What you are asked to do: Beginning at the line containing "A single point marks each instance of the seared", output every line to the end of the data below exactly as it appears.

Data shown:
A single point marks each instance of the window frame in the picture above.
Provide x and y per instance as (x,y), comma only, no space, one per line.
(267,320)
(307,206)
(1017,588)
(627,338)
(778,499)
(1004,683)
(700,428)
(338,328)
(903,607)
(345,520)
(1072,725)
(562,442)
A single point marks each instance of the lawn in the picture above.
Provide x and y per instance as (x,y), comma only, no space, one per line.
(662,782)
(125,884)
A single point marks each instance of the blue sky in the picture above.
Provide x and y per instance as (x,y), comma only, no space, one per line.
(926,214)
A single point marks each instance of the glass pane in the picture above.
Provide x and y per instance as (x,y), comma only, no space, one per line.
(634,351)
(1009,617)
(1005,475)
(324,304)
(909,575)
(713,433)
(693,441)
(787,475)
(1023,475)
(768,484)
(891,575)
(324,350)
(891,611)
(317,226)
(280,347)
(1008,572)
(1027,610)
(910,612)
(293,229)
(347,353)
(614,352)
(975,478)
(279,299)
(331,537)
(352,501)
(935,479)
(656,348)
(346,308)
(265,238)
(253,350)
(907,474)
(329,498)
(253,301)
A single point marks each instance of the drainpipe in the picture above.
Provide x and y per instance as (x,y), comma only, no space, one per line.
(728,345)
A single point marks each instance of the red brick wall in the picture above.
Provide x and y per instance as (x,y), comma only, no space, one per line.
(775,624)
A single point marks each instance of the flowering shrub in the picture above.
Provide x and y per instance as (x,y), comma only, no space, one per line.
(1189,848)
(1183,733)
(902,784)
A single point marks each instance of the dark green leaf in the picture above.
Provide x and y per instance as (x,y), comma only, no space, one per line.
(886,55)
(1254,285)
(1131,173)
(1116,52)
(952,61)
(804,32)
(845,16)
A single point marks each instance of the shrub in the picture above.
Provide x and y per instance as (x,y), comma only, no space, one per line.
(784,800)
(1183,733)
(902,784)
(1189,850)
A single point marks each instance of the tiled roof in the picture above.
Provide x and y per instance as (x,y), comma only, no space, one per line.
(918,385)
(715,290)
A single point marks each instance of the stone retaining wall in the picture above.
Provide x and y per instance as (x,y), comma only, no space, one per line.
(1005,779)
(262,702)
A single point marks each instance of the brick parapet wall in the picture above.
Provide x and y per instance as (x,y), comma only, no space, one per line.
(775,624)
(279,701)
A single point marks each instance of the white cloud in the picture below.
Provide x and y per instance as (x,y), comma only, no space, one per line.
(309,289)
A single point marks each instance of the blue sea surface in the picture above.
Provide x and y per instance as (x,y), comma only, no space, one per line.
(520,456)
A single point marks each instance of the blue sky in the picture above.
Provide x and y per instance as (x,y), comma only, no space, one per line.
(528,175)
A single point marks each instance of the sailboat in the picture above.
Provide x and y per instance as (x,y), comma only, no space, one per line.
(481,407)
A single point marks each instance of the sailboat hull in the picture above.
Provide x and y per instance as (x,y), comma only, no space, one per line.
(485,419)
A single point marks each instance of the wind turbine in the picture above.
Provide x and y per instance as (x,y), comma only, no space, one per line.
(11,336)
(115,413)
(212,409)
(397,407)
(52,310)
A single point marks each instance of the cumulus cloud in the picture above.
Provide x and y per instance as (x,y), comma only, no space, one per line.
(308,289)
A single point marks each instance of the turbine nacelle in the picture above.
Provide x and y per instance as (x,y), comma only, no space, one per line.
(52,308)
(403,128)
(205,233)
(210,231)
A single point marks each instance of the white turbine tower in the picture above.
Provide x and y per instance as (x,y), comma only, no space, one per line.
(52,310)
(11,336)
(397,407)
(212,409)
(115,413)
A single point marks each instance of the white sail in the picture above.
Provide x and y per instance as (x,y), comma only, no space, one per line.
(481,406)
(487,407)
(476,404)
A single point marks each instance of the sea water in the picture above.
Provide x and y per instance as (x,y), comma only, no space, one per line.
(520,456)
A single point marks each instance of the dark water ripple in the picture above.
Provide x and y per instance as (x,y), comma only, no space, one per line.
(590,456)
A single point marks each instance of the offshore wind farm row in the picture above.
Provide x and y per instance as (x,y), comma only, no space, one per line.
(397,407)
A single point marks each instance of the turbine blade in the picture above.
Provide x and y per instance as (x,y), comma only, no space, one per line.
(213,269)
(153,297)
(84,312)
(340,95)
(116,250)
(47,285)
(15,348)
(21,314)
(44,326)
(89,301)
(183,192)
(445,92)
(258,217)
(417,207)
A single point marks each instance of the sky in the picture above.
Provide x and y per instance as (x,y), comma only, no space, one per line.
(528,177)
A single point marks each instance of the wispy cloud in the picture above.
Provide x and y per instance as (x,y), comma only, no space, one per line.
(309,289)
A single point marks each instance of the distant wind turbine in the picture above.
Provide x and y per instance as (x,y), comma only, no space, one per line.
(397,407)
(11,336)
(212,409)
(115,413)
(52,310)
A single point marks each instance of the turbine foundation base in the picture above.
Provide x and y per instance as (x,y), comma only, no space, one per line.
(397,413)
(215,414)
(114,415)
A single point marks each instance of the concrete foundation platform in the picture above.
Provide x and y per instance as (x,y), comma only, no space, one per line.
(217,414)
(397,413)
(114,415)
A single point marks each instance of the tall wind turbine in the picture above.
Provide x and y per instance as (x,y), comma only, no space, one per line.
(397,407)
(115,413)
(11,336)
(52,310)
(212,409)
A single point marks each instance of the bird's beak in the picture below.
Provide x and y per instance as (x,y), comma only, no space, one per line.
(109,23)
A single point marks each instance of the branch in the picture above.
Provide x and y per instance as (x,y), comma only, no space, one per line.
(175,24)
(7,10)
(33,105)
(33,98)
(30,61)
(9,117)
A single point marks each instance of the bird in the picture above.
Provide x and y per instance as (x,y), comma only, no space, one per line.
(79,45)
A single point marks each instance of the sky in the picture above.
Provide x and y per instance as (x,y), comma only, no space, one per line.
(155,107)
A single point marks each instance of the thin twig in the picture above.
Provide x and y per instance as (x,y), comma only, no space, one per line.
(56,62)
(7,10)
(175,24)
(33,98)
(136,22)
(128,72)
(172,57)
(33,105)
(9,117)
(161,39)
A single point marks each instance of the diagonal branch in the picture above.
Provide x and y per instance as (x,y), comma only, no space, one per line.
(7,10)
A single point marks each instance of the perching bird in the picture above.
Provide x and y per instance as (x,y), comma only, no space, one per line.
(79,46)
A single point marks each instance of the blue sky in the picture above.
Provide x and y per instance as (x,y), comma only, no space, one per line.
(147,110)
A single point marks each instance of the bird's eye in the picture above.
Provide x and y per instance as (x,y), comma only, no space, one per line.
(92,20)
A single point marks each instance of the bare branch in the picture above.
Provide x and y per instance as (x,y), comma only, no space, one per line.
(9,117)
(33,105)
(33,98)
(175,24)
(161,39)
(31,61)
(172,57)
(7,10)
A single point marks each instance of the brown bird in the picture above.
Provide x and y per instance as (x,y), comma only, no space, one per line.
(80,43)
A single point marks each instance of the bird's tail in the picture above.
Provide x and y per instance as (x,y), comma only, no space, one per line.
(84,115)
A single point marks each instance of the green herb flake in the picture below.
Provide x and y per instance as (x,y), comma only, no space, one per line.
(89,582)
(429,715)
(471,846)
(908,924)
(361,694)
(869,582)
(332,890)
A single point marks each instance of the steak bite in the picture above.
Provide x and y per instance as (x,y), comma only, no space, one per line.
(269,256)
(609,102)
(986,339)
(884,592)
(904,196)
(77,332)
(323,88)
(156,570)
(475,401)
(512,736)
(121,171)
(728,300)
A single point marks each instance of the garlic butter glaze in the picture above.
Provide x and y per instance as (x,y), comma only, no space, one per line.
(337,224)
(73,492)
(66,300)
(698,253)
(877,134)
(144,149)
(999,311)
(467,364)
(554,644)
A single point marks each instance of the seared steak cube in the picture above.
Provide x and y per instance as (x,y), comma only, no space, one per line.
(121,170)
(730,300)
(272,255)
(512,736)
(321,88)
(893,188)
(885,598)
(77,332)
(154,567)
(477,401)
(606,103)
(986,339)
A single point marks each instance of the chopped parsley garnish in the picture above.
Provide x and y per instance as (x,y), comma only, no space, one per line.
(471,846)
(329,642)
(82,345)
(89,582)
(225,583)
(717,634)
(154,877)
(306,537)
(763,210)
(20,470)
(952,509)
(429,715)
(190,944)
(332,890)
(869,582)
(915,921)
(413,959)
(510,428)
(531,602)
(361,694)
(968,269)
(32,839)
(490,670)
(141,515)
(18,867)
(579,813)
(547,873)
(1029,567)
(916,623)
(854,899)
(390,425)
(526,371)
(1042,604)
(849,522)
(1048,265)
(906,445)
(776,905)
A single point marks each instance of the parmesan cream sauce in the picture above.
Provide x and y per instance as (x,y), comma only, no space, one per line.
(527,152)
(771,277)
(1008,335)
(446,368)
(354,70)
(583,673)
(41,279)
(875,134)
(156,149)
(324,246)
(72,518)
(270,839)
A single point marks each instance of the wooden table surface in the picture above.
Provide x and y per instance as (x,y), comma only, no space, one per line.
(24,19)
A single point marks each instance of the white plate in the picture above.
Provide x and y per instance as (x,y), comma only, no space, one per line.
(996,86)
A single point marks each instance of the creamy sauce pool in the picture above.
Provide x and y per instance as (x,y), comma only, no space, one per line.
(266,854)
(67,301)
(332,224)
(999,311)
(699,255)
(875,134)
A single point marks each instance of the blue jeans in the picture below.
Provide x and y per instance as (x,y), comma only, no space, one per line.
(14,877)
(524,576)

Answer below:
A single point marks each instance of the seared steak cube in the picture above.
Provide x and y per instance as (x,y), comma only, no space, one per line.
(121,170)
(730,300)
(272,255)
(512,736)
(321,88)
(893,188)
(885,598)
(77,332)
(154,567)
(477,401)
(606,103)
(986,339)
A single point marks each instance of the chopped parsley garnish in the picture above.
Provide x and y per instance as (x,y), comma only, no space, one per line.
(471,846)
(329,642)
(82,345)
(89,582)
(225,583)
(717,634)
(154,877)
(306,537)
(763,210)
(20,470)
(952,509)
(429,715)
(190,944)
(332,890)
(869,582)
(915,921)
(413,959)
(510,428)
(531,602)
(361,694)
(968,269)
(32,839)
(490,670)
(141,515)
(18,867)
(579,813)
(547,873)
(1029,567)
(916,623)
(854,899)
(390,425)
(526,371)
(1042,604)
(849,522)
(1048,265)
(906,445)
(776,905)
A single point marks each instance of the parmesan cream sauce in the picture above.
Provide x and y per instance as (x,y), comma only, no space, one per line.
(527,152)
(771,277)
(1008,335)
(446,368)
(354,70)
(583,673)
(41,279)
(875,134)
(156,149)
(324,246)
(72,518)
(270,839)
A single point marks each instance of the wooden table surface in the picture above.
Provide x and y per instance as (x,y), comma only, no space, one per line.
(24,19)
A single point marks each instance of the white plate in the picture above.
Provide x and y per instance as (x,y), comma only, no space, one per line.
(996,86)
A single point marks each instance of the creamy sauce pool in the picture above.
Provide x and y per instance as (x,y), comma only, no space, one per line.
(266,854)
(67,301)
(332,224)
(999,311)
(699,255)
(875,134)
A single point marks each instance of the blue jeans in the picture below.
Provide x and y per instance as (x,y), comma only, no space, one per line.
(14,877)
(524,576)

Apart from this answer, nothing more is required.